[Selected extract]
BEGIN

Favorite character: Probably Turner, just because he's such a cheerful and genuinely good-hearted fellow. Of course he does sleep with his best friend's wife, but he means well (is that any excuse?). I liked Kit in a lot of parts too, but get frustrated because she is has such a tendency to be dependent on others. I had high hopes for her during Port's illness when she stepped up and got them away from the Typhoid epidemic in S'ba, and then was taking care of him, but the ending makes me feel like maybe that was only possible because she was about to have a nervous breakdown.

Most un-favorite character: Mrs. Lyle. It's very hard to be sympathetic to someone who is a wealthy writer/photographer who spends all her time gallivanting around Africa, and yet is utterly bitter, critical, and ungrateful. Here's what Port has to say about her: "Her life had been devoid of personal contacts, and she needed them. Thus she manufactured them as best she could; each fight was an abortive attempt at establishing some kind of human relationship. Even with Eric [her son], she had come to accept the dispute as the natural mode of talking. He decided that she was the loneliest woman he had ever seen, but he could not care very much." I can only care enough to hate her a little.

END

[Dataset section]
BEGIN

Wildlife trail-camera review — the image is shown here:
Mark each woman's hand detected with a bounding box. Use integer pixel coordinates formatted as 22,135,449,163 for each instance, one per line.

END

[Instructions]
(a) Quote the part of the review that opens with the words containing "Favorite character: Probably" and closes with "a nervous breakdown.".
(b) In the review, what is the name of Mrs. Lyle's son?
The lines play no part in this exercise and can be set aside.

[Solution list]
(a)
Favorite character: Probably Turner, just because he's such a cheerful and genuinely good-hearted fellow. Of course he does sleep with his best friend's wife, but he means well (is that any excuse?). I liked Kit in a lot of parts too, but get frustrated because she is has such a tendency to be dependent on others. I had high hopes for her during Port's illness when she stepped up and got them away from the Typhoid epidemic in S'ba, and then was taking care of him, but the ending makes me feel like maybe that was only possible because she was about to have a nervous breakdown.

(b) Eric